Exercise instructions:
Pull out every line in the material below that contains the word "hillside" and copy each one in full.

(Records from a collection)

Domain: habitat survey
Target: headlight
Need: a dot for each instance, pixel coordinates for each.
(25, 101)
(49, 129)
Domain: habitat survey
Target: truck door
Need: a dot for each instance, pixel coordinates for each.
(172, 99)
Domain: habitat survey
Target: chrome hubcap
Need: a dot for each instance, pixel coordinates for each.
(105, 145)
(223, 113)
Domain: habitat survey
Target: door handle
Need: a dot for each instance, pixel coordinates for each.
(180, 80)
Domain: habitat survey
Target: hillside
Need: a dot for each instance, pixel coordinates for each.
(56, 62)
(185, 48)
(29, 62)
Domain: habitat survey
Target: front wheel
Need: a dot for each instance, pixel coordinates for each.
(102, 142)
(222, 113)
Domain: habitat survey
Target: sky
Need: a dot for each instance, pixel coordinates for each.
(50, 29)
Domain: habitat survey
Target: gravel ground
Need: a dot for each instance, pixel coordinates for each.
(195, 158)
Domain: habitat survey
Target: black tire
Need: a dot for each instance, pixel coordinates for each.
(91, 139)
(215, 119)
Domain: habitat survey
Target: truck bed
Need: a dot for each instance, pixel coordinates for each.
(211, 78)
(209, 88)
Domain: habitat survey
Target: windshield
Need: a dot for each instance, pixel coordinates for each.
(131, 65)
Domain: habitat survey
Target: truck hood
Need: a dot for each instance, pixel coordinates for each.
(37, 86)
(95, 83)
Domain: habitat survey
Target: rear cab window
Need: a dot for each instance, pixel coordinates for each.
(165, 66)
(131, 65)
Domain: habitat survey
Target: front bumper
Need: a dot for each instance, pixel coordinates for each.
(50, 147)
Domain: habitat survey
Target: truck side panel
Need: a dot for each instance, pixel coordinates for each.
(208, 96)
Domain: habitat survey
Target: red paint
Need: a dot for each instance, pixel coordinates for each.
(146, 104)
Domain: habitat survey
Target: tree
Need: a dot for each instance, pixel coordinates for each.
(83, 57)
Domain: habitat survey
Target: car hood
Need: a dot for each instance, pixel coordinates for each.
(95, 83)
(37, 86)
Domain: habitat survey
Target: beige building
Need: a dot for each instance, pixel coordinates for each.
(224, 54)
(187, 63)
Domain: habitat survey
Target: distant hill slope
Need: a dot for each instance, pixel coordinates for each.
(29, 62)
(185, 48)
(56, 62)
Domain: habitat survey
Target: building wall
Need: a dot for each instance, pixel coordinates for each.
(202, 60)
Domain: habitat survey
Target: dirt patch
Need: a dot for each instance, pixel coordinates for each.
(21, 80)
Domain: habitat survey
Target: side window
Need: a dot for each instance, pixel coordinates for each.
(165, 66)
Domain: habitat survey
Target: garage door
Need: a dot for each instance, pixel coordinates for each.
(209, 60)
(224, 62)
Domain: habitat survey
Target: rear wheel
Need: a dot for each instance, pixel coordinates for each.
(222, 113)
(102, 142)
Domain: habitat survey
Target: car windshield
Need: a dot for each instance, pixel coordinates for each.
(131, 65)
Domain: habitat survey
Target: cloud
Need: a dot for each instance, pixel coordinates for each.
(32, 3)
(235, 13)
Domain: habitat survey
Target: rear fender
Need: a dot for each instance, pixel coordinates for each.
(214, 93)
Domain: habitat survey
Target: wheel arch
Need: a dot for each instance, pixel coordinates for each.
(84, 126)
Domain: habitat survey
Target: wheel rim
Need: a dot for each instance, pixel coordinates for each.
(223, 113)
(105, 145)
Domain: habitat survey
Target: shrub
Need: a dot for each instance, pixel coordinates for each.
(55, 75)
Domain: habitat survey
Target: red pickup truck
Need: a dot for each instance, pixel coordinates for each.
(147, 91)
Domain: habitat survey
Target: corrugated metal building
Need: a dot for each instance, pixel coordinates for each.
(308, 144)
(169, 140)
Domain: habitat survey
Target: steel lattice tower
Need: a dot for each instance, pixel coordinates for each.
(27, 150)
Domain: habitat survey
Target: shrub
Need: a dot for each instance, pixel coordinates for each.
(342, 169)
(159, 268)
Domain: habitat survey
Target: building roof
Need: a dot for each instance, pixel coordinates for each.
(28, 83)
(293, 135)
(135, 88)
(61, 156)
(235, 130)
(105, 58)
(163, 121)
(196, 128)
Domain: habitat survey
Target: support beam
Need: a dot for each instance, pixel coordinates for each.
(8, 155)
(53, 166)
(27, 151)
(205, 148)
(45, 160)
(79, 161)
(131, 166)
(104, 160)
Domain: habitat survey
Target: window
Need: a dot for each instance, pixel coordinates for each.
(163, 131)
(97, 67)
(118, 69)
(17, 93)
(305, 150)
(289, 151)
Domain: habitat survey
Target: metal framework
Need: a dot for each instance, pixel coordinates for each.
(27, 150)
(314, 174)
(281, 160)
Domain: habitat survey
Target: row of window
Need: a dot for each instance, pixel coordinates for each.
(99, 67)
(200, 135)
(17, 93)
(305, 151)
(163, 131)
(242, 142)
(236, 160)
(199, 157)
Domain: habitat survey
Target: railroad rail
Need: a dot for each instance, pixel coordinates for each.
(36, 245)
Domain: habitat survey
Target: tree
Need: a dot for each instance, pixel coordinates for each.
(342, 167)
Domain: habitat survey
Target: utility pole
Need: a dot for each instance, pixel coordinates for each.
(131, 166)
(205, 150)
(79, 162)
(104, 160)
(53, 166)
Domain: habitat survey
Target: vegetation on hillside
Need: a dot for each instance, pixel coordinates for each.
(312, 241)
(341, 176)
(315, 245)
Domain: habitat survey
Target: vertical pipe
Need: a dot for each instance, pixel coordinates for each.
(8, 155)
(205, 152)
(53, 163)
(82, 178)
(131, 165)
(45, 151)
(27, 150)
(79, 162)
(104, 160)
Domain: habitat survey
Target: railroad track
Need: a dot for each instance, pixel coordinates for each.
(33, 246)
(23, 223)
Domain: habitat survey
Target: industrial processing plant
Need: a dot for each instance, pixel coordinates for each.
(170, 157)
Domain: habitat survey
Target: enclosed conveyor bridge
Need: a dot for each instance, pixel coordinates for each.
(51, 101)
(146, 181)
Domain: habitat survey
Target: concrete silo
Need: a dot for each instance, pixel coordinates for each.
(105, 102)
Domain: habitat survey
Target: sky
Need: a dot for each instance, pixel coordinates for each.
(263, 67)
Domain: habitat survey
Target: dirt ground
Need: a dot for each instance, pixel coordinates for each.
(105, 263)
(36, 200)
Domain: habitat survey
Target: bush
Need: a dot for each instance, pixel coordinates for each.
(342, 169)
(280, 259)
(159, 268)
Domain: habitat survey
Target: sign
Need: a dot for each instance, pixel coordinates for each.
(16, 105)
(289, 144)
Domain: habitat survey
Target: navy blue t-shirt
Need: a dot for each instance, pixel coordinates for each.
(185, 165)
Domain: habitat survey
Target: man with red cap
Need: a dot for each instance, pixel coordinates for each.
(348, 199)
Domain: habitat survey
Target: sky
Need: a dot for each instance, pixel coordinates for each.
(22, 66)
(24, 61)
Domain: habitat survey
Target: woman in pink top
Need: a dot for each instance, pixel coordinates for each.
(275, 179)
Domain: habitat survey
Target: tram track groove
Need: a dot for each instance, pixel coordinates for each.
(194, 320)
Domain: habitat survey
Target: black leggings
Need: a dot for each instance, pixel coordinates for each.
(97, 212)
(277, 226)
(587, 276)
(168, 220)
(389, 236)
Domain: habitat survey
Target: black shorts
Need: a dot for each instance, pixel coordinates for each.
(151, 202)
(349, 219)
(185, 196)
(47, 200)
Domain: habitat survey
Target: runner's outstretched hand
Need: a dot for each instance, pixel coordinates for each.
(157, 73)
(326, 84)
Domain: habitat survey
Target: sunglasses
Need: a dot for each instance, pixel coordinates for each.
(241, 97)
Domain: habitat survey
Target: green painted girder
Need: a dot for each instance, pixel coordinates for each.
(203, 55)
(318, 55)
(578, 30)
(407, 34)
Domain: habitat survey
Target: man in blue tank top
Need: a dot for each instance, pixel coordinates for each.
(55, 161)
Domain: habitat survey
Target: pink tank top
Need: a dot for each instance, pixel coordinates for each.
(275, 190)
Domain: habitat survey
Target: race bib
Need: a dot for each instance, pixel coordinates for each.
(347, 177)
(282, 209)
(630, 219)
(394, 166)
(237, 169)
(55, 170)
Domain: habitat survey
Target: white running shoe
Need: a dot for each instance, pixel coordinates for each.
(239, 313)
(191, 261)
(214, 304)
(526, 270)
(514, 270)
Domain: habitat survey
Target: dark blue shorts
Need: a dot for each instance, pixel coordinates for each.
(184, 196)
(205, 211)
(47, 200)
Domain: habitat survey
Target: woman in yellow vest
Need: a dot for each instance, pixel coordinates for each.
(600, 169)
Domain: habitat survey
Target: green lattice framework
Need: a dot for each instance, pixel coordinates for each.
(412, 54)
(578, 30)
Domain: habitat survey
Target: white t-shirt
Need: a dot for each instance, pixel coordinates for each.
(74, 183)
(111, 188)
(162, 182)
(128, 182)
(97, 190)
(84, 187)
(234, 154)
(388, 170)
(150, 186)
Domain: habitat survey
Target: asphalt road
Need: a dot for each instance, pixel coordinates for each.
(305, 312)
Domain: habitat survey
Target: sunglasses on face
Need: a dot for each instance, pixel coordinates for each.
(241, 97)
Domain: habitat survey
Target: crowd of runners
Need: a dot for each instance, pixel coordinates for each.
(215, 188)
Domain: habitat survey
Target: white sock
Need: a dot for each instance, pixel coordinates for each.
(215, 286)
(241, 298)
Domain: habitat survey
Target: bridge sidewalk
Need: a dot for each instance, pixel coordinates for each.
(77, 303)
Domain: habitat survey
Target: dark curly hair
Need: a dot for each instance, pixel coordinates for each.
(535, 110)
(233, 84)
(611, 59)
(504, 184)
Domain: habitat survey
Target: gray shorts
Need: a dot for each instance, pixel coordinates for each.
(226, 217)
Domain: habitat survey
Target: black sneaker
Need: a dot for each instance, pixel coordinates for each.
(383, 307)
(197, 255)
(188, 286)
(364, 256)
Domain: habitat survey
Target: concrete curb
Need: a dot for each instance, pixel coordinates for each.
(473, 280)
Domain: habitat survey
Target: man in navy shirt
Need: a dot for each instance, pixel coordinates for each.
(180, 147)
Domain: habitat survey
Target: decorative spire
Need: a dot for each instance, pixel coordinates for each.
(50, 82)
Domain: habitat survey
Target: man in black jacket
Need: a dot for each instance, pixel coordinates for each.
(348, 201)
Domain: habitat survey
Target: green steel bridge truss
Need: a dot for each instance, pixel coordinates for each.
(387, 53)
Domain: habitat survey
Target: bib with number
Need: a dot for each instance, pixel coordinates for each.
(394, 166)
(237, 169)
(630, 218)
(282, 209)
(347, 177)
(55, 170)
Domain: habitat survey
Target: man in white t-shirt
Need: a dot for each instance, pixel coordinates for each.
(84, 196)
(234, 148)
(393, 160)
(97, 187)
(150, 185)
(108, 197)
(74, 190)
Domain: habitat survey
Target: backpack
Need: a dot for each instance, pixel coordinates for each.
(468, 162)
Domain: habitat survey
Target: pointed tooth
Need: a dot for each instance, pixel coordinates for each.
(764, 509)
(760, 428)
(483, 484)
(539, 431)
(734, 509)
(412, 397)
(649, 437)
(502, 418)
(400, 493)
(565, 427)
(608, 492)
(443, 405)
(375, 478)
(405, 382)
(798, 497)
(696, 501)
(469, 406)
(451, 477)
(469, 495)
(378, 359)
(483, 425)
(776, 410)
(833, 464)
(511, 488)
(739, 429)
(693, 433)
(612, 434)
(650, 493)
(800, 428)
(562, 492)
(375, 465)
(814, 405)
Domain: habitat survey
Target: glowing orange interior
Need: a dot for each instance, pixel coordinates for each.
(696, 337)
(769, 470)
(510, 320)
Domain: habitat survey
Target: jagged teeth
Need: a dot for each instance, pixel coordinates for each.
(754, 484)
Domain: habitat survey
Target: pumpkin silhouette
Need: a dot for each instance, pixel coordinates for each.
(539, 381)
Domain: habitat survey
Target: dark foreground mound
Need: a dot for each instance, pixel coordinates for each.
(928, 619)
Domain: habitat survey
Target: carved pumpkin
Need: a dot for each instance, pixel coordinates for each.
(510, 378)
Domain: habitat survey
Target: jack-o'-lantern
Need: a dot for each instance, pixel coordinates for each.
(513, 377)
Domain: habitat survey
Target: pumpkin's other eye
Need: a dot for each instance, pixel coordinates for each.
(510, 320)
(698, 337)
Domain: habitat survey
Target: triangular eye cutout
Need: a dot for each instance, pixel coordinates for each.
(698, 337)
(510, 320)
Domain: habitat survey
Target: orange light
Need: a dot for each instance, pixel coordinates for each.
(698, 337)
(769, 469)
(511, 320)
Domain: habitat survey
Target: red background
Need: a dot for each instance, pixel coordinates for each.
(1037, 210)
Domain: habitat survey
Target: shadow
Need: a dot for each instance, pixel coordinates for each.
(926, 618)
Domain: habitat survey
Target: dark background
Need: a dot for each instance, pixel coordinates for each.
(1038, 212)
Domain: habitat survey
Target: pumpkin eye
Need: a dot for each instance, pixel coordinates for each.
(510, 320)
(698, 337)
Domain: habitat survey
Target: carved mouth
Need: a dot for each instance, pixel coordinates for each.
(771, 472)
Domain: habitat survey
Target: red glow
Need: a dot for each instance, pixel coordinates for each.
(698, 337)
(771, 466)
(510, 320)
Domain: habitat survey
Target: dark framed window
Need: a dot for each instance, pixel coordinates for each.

Exercise response:
Target: hillside
Target: vegetation on hillside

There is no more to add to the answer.